▶ _Text to read_:
------------------------------------------------------------------------
Donte Rakeem Moncrief (born August 6, 1993) is an former American football wide receiver. He played college football at Ole Miss, and was drafted by the Indianapolis Colts in the third round of the 2014 NFL Draft.

High school career
A native of Raleigh, Mississippi, Moncrief attended Raleigh High School. He registered 21 catches for 441 yards and 9 touchdowns as a senior while also passing for 365 yards with 2 touchdowns and rushing 12 times for 144 yards. He also returned two punts for touchdowns. He collected 48 tackles, four for loss, and four interceptions on defense.

In addition to football, Moncrief also competed in track & field for the Lions, where he was one of the state's top performers in the long jump. He was a two-time 3A state champion in the long jump event, with a personal-best mark of 7.76 meters (25-1.5).

Considered a four-star recruit by Rivals.com, he was rated as the 17th best wide receiver prospect in the nation.

College career
Moncrief attended the University of Mississippi from 2011 to 2013. During his collegiate career, he had 156 receptions for 2,371 yards and 20 touchdowns.

Moncrief announced on January 3, 2014 that he would forgo his senior season and enter the 2014 NFL Draft.

Professional career

Indianapolis Colts
Moncrief was drafted in the third round, with the 90th overall pick, by the Indianapolis Colts on May 9, 2014. On May 30, the Colts officially signed him to his rookie contract. On October 26, 2014, in a game vs. the Pittsburgh Steelers, Moncrief scored his first NFL touchdown on a pass from quarterback Andrew Luck. In week 13, Moncrief had 3 receptions for a career-high 134 yards and 2 touchdowns to help the Colts beat the Washington Redskins 49–27. He finished his rookie season with 32 receptions for 444 yards and 3 touchdowns.

In 2015, he had a career-high 64 receptions for 733 yards and six touchdowns. In 2016, Moncrief missed six games with a shoulder sprain and another with a hamstring issue but still managed to catch seven touchdowns. In 2017 he had a career-low 26 catches, due to injuries of his own as well as Luck missing the entire season.

Jacksonville Jaguars
On March 15, 2018, Moncrief signed a one-year, $9.6 million fully guaranteed contract with the Jacksonville Jaguars. In Week 4, in a victory over the New York Jets, Moncrief totaled five receptions for 109 yards and a touchdown. He finished the season with 48 receptions for 668 yards and three touchdowns.
------------------------------------------------------------------------
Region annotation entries
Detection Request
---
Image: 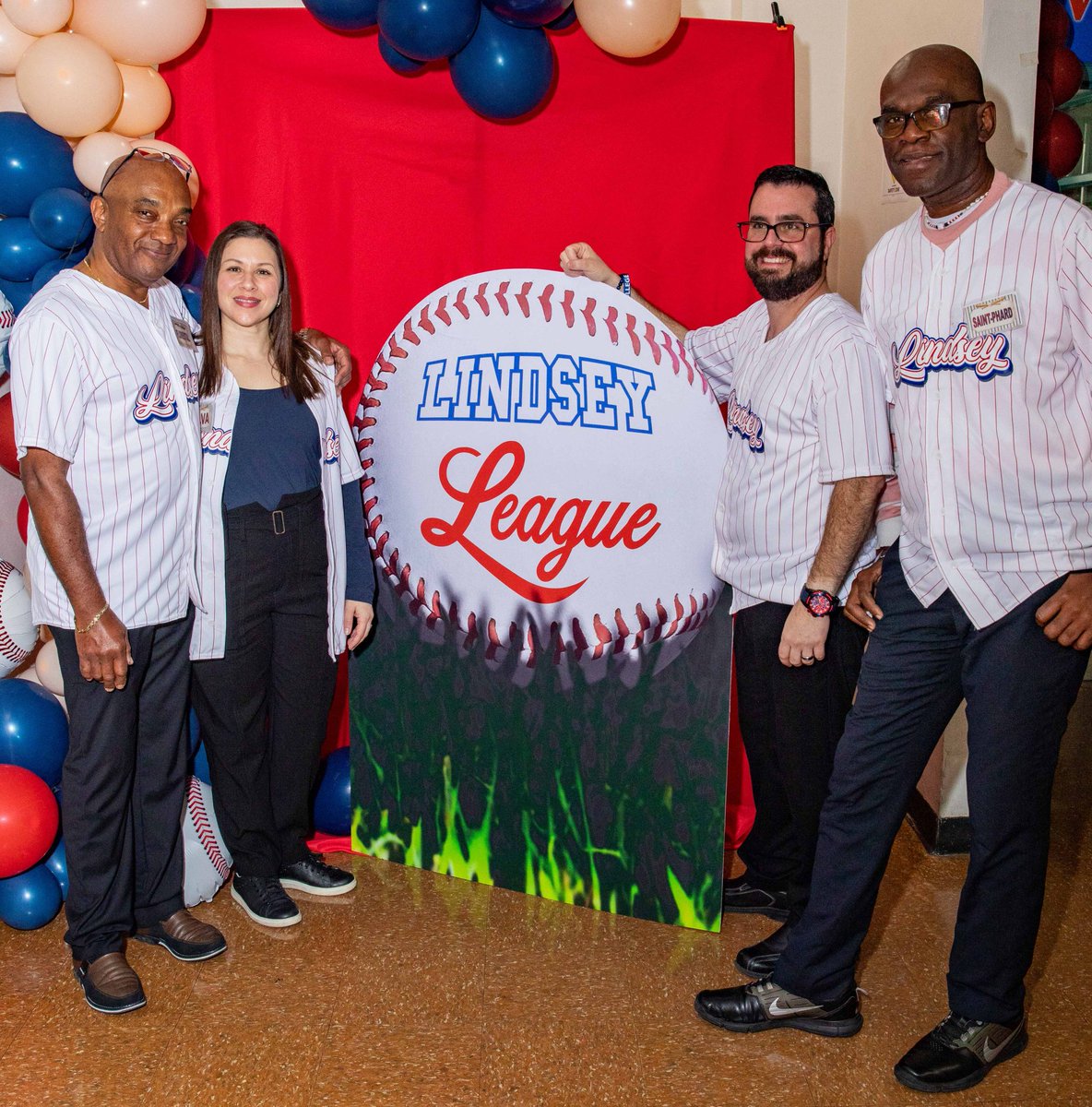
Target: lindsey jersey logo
[133,370,178,423]
[891,323,1013,388]
[421,442,659,603]
[726,388,766,454]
------------------------------------------------------------------------
▶ _Brief A_: Name every NFL team mentioned in the Donte Moncrief profile.
▶ _Brief B_: Reproduce word for word everything in the Donte Moncrief profile from "Donte Rakeem Moncrief" down to "of the 2014 NFL Draft.".

▶ _Task result A_:
Indianapolis Colts
Pittsburgh Steelers
Washington Redskins
Jacksonville Jaguars
New York Jets

▶ _Task result B_:
Donte Rakeem Moncrief (born August 6, 1993) is an former American football wide receiver. He played college football at Ole Miss, and was drafted by the Indianapolis Colts in the third round of the 2014 NFL Draft.